Using the data below, copy every line that contains the word "sneaker".

Stored data entries:
========================
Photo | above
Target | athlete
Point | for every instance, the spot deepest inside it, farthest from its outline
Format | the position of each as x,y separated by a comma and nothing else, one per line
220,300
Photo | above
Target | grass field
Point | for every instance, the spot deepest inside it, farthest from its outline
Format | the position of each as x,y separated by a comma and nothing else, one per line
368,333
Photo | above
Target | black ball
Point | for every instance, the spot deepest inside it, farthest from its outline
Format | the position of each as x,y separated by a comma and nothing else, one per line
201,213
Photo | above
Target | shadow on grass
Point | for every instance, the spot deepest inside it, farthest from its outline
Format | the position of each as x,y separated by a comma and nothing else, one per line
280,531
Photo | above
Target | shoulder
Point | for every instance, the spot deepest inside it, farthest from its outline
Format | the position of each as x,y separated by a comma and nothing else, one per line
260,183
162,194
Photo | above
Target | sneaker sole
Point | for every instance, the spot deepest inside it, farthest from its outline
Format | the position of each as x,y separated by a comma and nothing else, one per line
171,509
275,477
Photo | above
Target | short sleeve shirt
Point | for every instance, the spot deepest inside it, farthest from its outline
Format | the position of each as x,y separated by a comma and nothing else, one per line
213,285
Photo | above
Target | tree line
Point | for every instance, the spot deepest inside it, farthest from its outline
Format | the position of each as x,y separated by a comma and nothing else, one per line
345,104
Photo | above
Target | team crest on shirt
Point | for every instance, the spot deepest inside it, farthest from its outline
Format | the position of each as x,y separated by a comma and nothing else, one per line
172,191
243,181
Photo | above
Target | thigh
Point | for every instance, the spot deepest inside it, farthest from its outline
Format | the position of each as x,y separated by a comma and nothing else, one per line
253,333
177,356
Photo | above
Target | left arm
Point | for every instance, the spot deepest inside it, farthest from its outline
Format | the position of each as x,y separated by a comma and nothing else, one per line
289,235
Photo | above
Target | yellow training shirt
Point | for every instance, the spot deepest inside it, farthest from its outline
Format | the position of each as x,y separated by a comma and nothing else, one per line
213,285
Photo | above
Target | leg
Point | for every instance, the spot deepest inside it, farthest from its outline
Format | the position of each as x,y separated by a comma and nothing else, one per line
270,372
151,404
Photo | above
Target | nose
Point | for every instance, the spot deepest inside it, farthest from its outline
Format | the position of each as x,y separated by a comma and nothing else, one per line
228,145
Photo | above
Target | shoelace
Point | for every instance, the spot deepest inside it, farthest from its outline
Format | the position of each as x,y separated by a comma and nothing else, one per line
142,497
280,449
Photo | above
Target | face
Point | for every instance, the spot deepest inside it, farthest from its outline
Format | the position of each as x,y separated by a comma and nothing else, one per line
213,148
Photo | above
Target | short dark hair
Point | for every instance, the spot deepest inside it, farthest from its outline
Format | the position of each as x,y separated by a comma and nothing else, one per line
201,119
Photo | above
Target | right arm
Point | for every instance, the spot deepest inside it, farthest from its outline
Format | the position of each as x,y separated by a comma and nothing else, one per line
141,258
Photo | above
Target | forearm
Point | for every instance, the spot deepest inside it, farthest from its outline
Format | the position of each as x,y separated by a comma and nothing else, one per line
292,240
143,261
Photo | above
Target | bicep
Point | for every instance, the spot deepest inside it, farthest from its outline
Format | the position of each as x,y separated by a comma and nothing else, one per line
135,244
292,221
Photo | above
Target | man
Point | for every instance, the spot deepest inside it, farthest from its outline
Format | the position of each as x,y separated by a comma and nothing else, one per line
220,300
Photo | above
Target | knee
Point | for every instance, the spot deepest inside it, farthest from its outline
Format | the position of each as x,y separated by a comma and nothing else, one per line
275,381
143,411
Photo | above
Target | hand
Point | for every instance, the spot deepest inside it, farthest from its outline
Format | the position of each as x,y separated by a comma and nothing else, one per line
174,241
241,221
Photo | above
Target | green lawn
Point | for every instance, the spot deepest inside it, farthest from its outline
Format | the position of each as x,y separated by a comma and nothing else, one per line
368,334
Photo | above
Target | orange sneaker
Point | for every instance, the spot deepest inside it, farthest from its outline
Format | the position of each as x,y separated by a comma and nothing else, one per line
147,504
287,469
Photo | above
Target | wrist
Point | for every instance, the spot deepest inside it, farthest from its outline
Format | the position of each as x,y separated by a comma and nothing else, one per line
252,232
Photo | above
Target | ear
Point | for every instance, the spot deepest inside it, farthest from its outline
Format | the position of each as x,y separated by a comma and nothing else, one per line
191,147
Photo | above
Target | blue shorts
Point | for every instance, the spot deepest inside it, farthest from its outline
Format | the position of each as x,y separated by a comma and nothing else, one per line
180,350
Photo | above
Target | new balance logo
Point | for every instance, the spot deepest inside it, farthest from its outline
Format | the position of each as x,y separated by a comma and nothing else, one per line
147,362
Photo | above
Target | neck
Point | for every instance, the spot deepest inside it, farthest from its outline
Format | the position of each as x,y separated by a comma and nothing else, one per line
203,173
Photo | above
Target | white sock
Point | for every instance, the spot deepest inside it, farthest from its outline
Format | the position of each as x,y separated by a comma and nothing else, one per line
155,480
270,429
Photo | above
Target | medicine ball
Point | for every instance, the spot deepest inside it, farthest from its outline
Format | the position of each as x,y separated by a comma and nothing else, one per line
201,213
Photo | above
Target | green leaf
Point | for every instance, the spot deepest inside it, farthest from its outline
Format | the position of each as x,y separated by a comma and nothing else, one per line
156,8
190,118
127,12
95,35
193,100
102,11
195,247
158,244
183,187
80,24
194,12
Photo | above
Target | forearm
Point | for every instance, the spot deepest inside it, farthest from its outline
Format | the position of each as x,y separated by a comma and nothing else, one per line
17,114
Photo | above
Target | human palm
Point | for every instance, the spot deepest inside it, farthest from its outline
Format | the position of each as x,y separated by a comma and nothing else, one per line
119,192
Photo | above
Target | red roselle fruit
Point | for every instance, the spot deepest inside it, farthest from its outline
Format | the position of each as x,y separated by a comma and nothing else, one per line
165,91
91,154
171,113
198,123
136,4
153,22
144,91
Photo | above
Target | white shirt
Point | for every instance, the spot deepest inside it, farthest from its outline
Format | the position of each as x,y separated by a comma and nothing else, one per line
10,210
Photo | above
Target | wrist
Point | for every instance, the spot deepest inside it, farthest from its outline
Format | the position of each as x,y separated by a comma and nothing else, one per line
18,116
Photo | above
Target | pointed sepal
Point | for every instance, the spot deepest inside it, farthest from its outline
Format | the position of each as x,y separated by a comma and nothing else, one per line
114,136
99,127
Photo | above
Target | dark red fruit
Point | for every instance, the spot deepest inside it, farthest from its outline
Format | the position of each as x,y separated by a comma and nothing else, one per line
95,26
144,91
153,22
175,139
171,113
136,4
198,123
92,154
========================
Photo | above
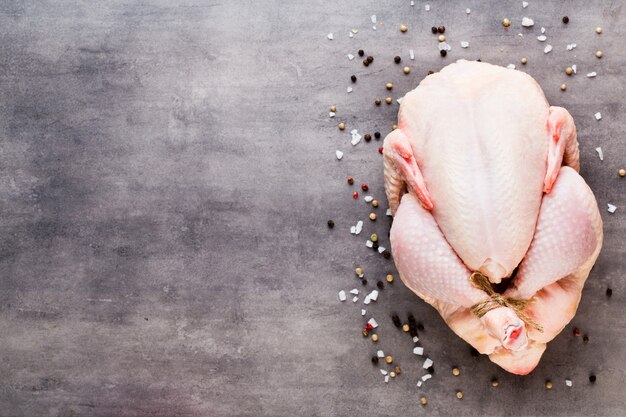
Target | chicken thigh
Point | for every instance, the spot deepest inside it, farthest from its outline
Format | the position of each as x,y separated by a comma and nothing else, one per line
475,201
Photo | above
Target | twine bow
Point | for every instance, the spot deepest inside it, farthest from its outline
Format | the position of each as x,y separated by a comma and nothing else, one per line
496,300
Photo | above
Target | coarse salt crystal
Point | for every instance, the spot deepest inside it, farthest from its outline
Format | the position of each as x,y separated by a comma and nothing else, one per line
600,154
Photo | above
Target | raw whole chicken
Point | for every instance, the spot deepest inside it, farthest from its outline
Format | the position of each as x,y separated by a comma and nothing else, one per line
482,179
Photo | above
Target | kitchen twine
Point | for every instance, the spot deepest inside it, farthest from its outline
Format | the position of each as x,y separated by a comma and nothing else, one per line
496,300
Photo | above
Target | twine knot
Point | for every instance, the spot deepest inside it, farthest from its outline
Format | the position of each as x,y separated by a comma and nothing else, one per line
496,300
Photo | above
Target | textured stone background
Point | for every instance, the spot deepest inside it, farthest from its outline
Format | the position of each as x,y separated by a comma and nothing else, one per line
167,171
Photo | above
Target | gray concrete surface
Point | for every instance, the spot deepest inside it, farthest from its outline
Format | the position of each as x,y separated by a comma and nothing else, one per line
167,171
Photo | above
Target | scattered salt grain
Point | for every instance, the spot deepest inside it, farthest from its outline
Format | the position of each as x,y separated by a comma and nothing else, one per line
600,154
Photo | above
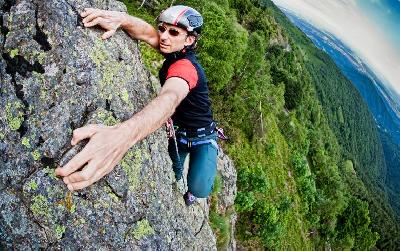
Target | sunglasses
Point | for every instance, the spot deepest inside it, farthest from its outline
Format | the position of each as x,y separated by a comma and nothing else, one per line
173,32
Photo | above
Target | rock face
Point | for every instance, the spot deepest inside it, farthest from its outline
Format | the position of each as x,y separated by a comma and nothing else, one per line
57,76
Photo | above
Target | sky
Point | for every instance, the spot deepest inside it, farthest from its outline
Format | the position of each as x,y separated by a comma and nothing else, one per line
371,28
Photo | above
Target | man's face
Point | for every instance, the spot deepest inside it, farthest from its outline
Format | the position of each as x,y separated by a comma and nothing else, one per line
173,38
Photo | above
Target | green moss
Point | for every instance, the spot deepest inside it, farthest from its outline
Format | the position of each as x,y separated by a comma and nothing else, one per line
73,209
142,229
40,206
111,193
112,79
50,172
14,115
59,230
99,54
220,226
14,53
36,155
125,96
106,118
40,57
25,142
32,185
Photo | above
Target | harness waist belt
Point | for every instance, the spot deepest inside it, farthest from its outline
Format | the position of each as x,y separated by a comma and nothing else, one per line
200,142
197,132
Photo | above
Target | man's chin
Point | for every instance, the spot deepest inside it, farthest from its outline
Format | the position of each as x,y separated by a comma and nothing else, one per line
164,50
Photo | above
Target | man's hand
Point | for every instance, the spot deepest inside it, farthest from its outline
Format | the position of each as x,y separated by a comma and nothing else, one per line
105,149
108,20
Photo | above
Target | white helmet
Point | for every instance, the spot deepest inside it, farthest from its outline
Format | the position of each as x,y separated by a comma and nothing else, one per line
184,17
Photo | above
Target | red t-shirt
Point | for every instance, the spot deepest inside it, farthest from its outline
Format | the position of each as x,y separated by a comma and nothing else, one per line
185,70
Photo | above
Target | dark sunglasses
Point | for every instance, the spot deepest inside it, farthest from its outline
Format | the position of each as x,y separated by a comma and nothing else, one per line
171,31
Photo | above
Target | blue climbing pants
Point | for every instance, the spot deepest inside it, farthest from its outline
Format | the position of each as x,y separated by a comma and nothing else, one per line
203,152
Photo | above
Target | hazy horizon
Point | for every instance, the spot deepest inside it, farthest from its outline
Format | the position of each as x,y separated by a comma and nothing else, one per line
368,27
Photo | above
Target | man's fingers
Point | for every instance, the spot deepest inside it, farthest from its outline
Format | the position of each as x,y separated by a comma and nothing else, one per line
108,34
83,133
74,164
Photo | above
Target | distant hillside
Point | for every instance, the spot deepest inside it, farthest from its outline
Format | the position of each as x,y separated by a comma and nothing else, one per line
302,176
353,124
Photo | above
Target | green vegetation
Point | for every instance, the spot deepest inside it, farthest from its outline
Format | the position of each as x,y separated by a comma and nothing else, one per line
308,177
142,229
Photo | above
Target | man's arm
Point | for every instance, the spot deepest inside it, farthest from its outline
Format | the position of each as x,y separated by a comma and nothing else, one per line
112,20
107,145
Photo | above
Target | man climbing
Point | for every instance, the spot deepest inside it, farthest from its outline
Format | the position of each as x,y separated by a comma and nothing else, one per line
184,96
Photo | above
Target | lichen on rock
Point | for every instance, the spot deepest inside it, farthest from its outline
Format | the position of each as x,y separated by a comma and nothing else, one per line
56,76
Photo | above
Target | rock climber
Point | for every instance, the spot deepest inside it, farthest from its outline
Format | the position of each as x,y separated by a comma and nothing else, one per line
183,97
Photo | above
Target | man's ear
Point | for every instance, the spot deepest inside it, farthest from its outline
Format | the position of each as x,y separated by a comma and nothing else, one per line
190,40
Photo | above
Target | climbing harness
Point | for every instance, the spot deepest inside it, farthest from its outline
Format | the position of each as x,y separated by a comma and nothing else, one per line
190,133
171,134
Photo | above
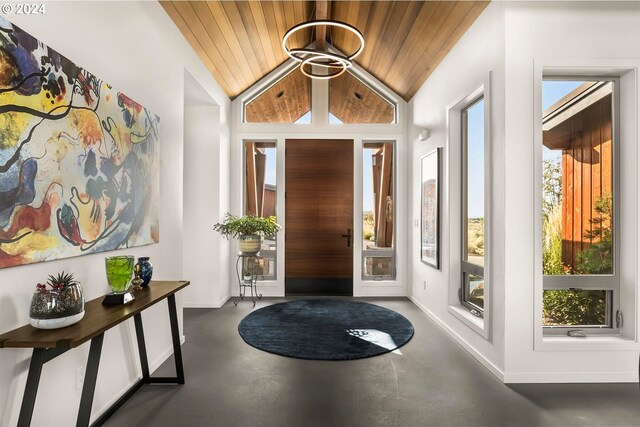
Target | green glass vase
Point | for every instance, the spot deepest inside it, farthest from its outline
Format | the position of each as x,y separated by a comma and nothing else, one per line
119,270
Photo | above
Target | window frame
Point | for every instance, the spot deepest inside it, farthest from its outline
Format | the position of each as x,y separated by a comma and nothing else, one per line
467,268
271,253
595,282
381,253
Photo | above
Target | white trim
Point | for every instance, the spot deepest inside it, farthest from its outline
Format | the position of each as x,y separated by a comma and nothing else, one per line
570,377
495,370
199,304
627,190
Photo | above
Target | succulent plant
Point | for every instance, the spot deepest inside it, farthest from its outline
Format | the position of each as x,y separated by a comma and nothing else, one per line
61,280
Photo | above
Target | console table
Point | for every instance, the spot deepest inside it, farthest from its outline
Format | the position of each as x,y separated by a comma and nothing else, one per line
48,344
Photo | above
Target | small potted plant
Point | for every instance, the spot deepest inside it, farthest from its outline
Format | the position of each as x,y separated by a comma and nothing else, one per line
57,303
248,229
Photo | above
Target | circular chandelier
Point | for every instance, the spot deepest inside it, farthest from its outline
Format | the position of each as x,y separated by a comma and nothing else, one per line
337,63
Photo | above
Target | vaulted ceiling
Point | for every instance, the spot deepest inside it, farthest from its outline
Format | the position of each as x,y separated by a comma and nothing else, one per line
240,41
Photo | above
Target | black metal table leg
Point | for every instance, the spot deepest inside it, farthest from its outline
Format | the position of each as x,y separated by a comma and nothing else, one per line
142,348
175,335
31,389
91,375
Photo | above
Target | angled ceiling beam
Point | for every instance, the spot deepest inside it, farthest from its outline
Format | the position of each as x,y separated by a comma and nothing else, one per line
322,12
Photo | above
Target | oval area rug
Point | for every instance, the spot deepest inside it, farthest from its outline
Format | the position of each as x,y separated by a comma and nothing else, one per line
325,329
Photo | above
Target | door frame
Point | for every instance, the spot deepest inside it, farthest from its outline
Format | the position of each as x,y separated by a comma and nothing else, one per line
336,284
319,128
========================
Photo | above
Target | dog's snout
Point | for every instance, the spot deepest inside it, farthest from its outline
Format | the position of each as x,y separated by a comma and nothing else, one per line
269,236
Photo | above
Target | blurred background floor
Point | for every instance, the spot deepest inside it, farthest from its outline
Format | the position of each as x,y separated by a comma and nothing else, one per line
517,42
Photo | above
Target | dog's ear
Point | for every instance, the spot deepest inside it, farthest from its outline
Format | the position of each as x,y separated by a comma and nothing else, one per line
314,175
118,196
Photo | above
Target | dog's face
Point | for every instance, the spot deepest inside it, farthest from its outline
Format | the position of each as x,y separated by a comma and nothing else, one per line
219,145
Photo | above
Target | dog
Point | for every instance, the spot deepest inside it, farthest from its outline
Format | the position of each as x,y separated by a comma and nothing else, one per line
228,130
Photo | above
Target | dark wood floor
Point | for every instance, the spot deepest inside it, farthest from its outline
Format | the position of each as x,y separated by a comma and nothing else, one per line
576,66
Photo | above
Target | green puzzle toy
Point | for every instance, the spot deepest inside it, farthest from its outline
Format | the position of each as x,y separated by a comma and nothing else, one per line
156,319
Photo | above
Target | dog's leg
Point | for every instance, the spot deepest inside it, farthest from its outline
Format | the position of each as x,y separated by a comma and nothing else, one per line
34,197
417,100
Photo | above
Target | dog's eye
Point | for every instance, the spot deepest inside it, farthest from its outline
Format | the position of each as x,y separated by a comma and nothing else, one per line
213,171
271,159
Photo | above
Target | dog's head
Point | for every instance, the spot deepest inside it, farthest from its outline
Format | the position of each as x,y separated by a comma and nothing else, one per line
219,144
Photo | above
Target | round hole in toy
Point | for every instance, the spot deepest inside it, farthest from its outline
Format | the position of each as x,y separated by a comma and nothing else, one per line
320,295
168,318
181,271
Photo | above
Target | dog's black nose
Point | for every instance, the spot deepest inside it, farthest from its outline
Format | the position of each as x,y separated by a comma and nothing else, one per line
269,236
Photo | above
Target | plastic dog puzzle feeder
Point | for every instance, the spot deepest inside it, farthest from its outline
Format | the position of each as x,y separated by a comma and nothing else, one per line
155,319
========================
## WRITTEN REPLY
Target | sneaker sole
Target | orange sneaker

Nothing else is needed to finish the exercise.